++++ TASK INPUTS

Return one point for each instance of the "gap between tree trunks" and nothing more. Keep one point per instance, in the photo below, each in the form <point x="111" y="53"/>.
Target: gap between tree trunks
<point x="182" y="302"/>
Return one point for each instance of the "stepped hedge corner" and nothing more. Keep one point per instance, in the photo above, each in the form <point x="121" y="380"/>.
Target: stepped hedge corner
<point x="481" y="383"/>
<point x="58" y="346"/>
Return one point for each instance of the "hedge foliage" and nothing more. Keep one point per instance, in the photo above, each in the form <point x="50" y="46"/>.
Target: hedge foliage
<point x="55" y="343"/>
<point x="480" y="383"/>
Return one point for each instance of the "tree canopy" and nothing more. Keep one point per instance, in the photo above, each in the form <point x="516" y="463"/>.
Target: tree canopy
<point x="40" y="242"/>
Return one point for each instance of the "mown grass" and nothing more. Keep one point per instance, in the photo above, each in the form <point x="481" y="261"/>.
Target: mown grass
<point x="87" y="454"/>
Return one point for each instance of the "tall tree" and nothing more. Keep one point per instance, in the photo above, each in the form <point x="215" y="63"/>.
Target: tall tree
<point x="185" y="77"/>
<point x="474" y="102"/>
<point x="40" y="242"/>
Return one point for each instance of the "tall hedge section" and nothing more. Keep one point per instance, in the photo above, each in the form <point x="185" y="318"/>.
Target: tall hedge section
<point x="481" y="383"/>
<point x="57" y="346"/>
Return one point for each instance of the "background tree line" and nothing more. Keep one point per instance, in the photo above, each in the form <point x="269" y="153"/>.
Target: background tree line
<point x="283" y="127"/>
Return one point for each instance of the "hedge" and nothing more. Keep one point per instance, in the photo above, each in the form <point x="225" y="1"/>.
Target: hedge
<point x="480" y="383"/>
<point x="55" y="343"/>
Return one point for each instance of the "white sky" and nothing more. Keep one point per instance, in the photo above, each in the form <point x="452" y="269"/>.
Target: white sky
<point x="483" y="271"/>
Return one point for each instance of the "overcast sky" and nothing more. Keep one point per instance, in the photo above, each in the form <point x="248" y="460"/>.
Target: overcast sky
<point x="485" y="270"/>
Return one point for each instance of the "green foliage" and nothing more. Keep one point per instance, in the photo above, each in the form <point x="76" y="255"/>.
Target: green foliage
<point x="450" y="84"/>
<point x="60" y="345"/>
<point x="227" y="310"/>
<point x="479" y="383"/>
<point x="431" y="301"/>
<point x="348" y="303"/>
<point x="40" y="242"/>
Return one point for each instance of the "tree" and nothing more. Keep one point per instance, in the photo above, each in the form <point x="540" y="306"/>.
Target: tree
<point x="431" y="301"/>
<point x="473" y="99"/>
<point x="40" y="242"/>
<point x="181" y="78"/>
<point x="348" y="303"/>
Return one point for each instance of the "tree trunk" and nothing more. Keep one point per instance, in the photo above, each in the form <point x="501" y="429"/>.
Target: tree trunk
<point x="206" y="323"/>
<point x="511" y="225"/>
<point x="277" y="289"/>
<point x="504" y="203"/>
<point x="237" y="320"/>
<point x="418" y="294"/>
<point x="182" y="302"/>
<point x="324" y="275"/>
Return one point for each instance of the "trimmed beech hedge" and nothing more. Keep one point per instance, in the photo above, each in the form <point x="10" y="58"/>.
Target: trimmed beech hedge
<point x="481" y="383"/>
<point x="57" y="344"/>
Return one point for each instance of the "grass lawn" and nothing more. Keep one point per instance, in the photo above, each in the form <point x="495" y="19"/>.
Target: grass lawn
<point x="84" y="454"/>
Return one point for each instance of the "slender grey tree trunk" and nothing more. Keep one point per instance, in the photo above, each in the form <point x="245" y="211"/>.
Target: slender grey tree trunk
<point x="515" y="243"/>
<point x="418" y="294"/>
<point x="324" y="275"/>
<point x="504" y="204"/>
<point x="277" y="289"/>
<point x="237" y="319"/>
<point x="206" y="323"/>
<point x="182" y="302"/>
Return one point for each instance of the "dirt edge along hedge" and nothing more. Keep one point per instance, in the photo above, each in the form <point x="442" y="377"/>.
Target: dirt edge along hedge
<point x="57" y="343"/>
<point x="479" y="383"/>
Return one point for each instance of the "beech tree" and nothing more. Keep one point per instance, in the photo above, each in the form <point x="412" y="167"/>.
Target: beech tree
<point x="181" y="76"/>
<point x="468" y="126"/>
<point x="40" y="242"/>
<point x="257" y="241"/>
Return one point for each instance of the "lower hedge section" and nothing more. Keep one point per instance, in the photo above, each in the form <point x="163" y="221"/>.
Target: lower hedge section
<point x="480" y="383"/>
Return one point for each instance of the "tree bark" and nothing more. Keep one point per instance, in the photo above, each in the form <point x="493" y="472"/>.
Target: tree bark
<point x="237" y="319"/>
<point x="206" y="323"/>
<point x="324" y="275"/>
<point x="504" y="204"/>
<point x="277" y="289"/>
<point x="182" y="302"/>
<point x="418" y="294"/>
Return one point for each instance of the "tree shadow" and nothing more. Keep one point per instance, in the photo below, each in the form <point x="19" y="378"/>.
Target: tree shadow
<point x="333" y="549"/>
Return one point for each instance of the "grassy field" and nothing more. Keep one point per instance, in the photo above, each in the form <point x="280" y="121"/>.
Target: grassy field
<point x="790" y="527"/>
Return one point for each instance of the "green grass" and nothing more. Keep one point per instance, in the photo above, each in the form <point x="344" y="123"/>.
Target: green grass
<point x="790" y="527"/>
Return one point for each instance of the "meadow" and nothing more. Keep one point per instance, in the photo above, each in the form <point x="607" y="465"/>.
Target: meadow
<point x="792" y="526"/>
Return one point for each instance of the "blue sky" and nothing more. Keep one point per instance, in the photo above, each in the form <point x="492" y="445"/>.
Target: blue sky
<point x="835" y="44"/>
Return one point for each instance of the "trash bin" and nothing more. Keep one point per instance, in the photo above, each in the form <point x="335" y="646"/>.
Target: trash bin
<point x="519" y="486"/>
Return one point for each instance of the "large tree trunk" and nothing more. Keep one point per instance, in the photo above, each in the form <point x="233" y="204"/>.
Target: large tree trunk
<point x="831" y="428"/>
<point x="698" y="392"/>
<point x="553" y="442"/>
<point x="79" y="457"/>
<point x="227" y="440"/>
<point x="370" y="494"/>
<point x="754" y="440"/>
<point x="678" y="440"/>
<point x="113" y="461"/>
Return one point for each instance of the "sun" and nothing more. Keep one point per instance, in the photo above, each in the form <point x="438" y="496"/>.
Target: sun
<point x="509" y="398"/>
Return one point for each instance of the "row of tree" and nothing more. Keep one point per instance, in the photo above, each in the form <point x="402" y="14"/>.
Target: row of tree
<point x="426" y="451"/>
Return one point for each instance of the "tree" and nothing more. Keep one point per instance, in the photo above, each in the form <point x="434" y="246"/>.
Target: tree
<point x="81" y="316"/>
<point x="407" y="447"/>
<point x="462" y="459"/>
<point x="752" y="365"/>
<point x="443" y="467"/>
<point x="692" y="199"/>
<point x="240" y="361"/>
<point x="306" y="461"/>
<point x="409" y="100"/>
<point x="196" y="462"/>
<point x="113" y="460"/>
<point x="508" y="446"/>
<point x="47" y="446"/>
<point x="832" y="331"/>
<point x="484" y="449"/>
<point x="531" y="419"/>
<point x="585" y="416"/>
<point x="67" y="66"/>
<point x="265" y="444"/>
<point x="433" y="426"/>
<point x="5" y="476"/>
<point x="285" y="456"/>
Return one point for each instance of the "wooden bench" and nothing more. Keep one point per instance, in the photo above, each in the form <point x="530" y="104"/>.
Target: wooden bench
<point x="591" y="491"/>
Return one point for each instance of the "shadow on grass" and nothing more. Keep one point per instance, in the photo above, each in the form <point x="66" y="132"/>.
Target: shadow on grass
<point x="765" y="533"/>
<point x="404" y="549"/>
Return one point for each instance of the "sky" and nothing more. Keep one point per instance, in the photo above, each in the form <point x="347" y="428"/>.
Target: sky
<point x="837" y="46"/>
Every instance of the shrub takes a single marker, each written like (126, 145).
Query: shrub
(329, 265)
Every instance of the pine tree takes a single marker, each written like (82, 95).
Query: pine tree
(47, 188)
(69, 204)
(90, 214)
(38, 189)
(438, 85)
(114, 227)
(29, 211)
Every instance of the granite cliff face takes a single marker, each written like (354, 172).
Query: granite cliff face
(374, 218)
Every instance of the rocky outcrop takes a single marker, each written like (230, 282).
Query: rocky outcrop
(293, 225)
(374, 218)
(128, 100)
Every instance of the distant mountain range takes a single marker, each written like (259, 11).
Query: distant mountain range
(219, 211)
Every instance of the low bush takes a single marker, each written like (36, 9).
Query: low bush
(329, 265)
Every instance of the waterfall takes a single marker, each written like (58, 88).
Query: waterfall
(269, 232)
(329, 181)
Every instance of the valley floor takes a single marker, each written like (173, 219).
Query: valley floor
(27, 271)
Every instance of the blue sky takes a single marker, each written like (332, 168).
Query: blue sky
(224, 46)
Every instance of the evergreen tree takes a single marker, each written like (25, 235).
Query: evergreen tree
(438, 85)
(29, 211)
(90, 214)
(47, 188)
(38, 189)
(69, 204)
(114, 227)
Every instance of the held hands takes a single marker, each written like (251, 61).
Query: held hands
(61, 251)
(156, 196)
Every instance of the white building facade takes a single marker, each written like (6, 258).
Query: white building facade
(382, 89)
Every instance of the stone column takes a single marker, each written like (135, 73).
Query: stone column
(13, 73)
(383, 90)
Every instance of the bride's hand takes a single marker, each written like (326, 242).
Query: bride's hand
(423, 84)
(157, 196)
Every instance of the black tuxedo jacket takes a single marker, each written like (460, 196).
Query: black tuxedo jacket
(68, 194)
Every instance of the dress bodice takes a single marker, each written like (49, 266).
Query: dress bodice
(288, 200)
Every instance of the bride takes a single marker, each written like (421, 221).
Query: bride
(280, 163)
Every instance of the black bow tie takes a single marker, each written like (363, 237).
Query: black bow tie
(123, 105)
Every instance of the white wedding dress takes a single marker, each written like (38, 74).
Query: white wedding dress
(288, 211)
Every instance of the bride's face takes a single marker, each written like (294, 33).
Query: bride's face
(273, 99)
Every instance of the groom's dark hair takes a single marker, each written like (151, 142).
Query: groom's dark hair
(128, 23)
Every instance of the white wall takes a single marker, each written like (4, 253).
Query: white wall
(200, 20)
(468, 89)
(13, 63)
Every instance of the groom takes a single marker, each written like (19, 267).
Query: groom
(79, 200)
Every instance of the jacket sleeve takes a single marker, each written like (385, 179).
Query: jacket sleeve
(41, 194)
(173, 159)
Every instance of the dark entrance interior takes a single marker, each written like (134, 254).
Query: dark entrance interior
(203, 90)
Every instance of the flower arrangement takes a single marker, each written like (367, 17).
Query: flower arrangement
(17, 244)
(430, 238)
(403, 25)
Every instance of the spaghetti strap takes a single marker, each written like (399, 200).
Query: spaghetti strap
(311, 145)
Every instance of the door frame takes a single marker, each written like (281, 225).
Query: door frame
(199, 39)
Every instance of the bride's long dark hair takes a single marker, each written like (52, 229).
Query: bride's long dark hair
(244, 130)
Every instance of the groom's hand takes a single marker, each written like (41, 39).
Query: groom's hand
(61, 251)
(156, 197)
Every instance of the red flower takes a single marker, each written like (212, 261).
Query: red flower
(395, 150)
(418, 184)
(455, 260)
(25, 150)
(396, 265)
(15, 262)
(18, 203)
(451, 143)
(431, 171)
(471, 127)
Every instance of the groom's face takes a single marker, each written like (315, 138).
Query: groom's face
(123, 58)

++++++++

- _TASK REQUIREMENTS_
Search the data above for the string "below" and copy each line that has it.

- _WORKED SOLUTION_
Return one point for each instance of the "gap between tree trunks" and nothing more. Keep one point per instance, in the photo below, each in the form <point x="111" y="53"/>.
Return one point for each instance of the "tree shadow" and nothing more. Keep one point per instance, in the photo below, each in the form <point x="19" y="378"/>.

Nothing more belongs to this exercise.